Mme [D] [Y] verra ses fonctions reconduites successivement jusque dans le courant de l'année 2011 avant que l'appelante ne lui notifie par un courrier du 20 mars sa mise à la retraite d'office prenant effet le 1er juillet au motif qu'elle aura atteint l'âge de 65 ans le 26 juin 2011. Une allocation de fin de carrière de 10'600 € bruts lui a été versée à la date du 1er août suivant, bien qu'en fait elle ait continué de travailler pour le compte de la Chambre de commerce et d'industrie de [Localité 1] jusqu'au 31 décembre 2011 au vu du dernier bulletin de paie qu'elle produit aux débats .

◆ **Consigne A**:
Recopiez à l'identique le passage de l'extrait sur la mise à la retraite d'office allant de « Mme [D] [Y] » à « aux débats . ».
◆ **Consigne B**:
Reproduisez tel quel, s'il vous plaît, uniquement les lignes de la liste allant de la ligne contenant « find the white cloud in the photo above » jusqu'à la fin de la liste, bornes comprises. Omettez les images.
Cette liste n'a aucun lien avec l'extrait sur la mise à la retraite d'office.

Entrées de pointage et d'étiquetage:
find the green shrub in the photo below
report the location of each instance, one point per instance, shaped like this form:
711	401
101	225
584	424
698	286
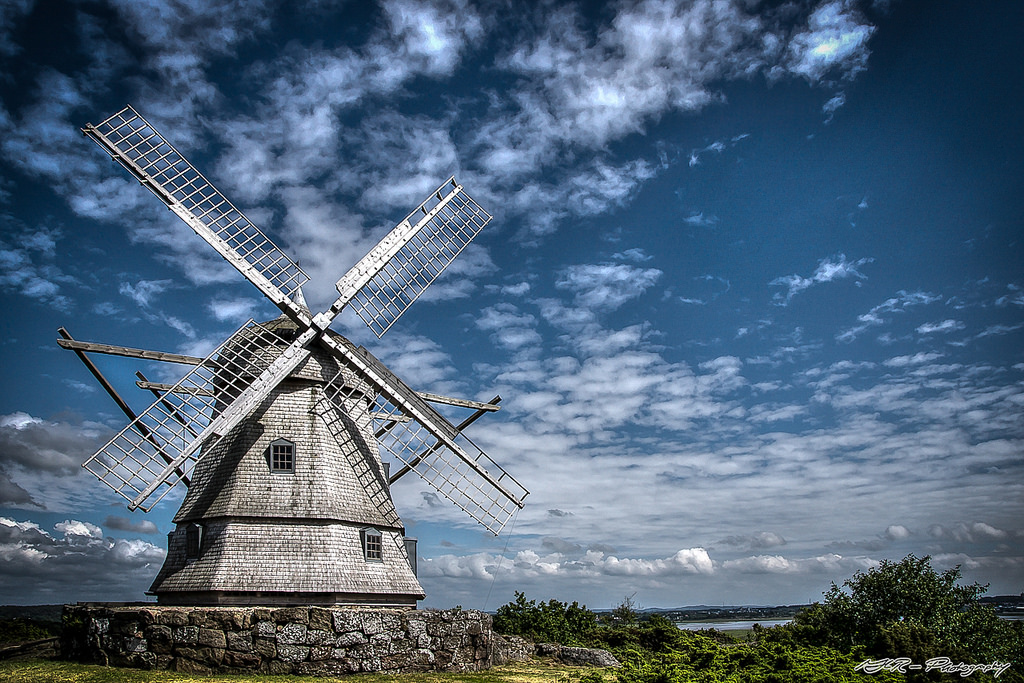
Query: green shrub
550	622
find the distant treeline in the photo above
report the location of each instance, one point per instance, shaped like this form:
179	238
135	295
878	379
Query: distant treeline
897	622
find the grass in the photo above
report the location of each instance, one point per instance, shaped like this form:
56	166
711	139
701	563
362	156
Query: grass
48	671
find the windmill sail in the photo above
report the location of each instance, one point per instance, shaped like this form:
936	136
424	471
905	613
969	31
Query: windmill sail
386	282
139	147
180	420
424	440
160	447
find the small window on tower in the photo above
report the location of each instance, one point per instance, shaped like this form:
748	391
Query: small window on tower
193	541
282	456
373	545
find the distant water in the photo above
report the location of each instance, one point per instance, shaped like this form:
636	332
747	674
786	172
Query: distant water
730	625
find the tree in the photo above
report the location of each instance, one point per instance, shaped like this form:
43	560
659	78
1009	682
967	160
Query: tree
547	622
907	608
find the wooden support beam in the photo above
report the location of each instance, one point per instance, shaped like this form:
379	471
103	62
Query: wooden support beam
130	414
163	401
462	402
492	404
110	349
159	388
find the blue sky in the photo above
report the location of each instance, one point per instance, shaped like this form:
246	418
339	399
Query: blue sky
753	293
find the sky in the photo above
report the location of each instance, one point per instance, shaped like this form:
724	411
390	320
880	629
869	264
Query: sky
753	293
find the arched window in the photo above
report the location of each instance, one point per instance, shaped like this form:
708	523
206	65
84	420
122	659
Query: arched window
194	539
373	545
282	456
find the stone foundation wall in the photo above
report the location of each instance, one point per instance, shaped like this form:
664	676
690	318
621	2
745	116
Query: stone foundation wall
287	640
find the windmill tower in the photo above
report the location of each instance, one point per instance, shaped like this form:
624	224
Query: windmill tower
279	433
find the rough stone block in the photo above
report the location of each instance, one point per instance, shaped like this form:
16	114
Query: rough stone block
243	660
208	656
160	638
212	638
265	648
291	615
320	653
292	653
185	666
372	624
347	620
266	630
321	619
173	617
240	642
185	634
292	634
350	639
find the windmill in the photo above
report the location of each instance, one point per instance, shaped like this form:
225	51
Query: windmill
279	432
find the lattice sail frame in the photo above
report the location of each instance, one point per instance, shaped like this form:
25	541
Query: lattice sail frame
450	220
381	287
146	155
142	452
444	459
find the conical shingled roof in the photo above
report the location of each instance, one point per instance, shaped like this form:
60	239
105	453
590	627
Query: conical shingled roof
293	537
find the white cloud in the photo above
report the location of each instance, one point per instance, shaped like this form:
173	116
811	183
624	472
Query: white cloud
880	314
942	328
28	265
34	562
232	310
915	359
829	109
829	269
836	41
606	287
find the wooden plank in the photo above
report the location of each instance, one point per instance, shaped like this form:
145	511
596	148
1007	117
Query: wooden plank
462	402
111	349
130	414
462	425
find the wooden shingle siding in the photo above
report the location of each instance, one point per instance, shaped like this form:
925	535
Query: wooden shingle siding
270	534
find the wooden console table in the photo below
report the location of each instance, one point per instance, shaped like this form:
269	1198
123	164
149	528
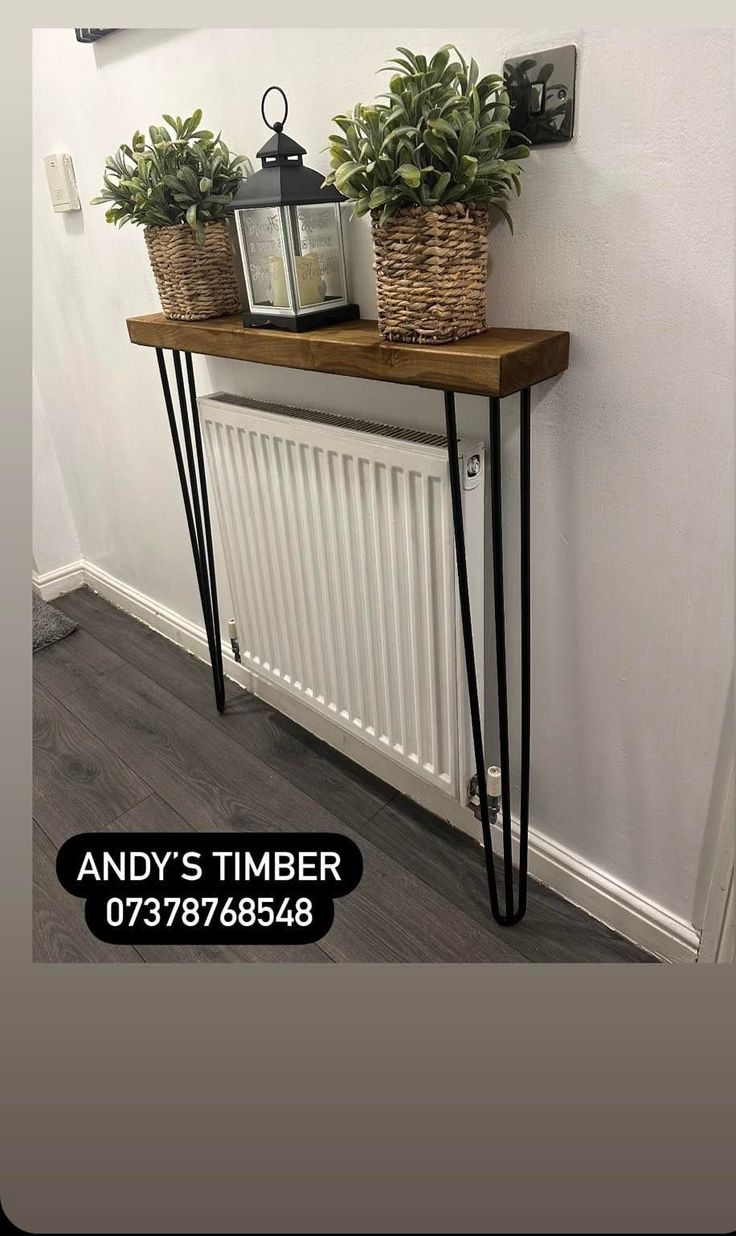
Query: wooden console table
494	365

◆ **Réponse attendue A**:
Mme [D] [Y] verra ses fonctions reconduites successivement jusque dans le courant de l'année 2011 avant que l'appelante ne lui notifie par un courrier du 20 mars sa mise à la retraite d'office prenant effet le 1er juillet au motif qu'elle aura atteint l'âge de 65 ans le 26 juin 2011. Une allocation de fin de carrière de 10'600 € bruts lui a été versée à la date du 1er août suivant, bien qu'en fait elle ait continué de travailler pour le compte de la Chambre de commerce et d'industrie de [Localité 1] jusqu'au 31 décembre 2011 au vu du dernier bulletin de paie qu'elle produit aux débats .

◆ **Réponse attendue B**:
find the white cloud in the photo above
report the location of each instance, one point per instance, shaped like this form:
173	116
811	183
624	472
Query: white cloud
880	314
942	328
28	265
34	562
232	310
915	359
829	109
829	269
836	41
606	287
find the wooden plank in the photo above
report the location of each instance, one point per instance, shaped like this form:
145	511
596	148
1007	117
Query: wooden plank
462	402
111	349
130	414
462	425
find the wooden shingle siding in the photo above
report the location of each instance, one point per instance, shaped like this form:
925	535
Query: wooden shingle siding
270	534
find the wooden console table in the photo below
report the location of each instance, one point per instance, shaped like this form:
269	1198
123	164
149	528
Query: wooden console table
494	365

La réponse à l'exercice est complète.